## GIVEN RECORDS
━━━━━━━━━━
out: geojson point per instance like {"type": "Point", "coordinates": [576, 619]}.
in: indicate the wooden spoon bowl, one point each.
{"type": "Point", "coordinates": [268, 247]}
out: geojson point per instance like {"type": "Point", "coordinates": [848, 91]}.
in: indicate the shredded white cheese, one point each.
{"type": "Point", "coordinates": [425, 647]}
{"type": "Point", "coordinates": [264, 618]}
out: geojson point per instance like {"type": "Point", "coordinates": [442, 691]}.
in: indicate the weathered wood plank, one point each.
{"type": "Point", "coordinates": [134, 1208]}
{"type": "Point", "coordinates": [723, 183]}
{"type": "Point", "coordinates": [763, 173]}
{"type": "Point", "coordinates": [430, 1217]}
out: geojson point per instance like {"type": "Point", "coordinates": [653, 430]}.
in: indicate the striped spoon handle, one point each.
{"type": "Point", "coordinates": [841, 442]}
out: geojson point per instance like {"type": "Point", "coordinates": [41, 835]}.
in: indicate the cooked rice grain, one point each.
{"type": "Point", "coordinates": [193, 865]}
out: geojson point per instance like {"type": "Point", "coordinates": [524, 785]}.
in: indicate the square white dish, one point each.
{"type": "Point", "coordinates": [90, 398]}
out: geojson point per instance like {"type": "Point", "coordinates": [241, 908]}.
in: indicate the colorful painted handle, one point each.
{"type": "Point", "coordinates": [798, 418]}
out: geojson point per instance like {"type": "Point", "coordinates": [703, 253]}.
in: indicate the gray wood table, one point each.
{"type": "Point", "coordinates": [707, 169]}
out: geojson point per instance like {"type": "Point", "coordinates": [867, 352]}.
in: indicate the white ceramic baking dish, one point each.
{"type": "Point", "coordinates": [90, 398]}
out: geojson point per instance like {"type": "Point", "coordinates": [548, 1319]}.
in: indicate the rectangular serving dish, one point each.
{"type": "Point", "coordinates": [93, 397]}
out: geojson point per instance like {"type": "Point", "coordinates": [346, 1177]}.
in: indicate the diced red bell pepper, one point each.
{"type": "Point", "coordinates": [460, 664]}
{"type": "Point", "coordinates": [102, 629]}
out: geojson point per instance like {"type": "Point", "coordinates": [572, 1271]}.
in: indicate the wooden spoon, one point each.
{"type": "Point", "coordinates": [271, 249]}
━━━━━━━━━━
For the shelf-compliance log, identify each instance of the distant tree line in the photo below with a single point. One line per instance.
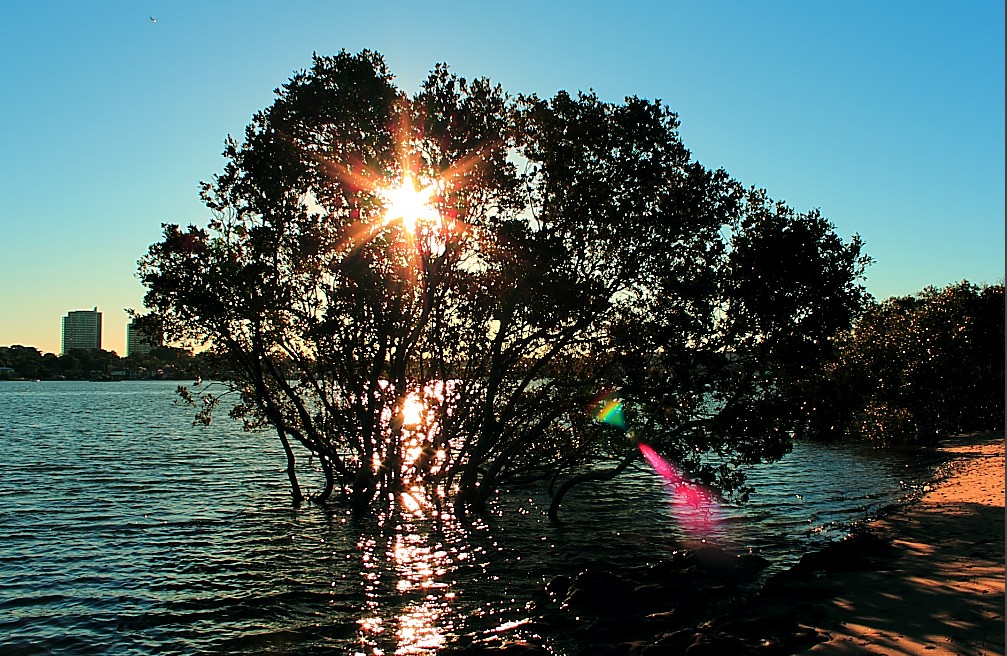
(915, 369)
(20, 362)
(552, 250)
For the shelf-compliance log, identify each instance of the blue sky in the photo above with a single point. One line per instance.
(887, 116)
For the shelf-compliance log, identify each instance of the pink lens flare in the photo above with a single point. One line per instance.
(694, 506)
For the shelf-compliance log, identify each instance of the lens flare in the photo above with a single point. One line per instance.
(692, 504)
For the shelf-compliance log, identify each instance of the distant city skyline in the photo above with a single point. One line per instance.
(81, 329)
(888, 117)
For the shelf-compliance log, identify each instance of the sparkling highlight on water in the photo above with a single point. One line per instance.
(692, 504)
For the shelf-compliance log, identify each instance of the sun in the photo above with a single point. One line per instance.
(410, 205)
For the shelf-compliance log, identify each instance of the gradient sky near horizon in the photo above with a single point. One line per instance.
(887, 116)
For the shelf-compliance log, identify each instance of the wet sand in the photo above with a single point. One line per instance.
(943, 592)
━━━━━━━━━━
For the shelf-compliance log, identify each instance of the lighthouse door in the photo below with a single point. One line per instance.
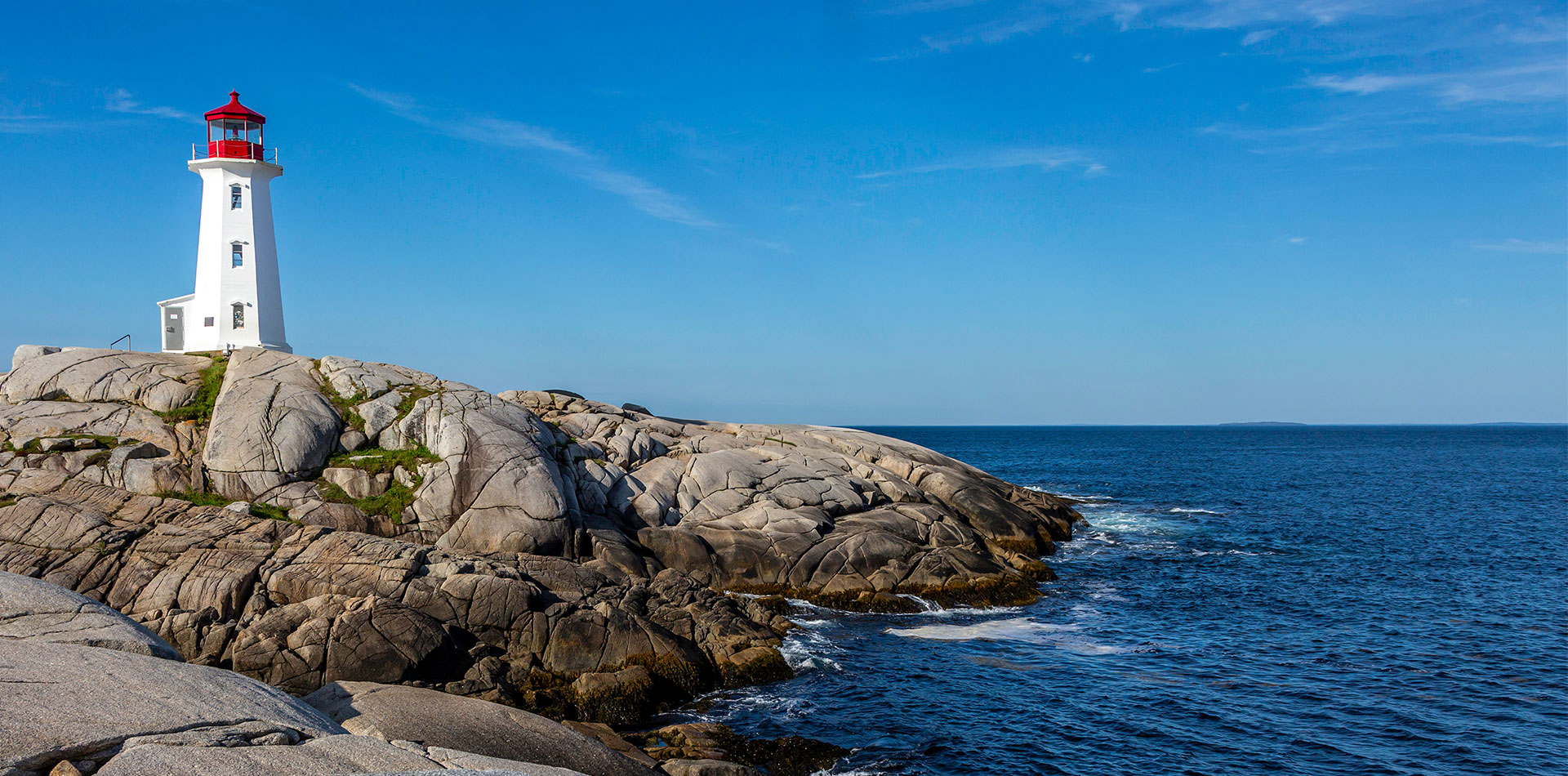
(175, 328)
━━━━━━━━━━
## TASK TO COMPLETE
Search the data above for the string "like" and report each line that holds it.

## WRITTEN REPLY
out: geojson point per instance like {"type": "Point", "coordinates": [576, 619]}.
out: geojson point per instance like {"type": "Point", "coordinates": [848, 91]}.
out: geojson point per instance like {"type": "Point", "coordinates": [442, 691]}.
out: geojson point per instance like {"type": "Point", "coordinates": [653, 430]}.
out: geojson point per instance like {"type": "Point", "coordinates": [41, 835]}.
out: geojson point per instance like {"type": "Point", "coordinates": [524, 785]}.
out: geojson point per instance like {"type": "Point", "coordinates": [241, 908]}.
out: geojson point per instance like {"type": "Point", "coordinates": [703, 253]}.
out: geojson point per instance like {"type": "Point", "coordinates": [867, 352]}.
out: geojson point per instance like {"type": "Point", "coordinates": [548, 1319]}.
out: geojson point per instance like {"type": "Point", "coordinates": [346, 1177]}.
out: geojson point per instance like {"type": "Point", "coordinates": [572, 1271]}.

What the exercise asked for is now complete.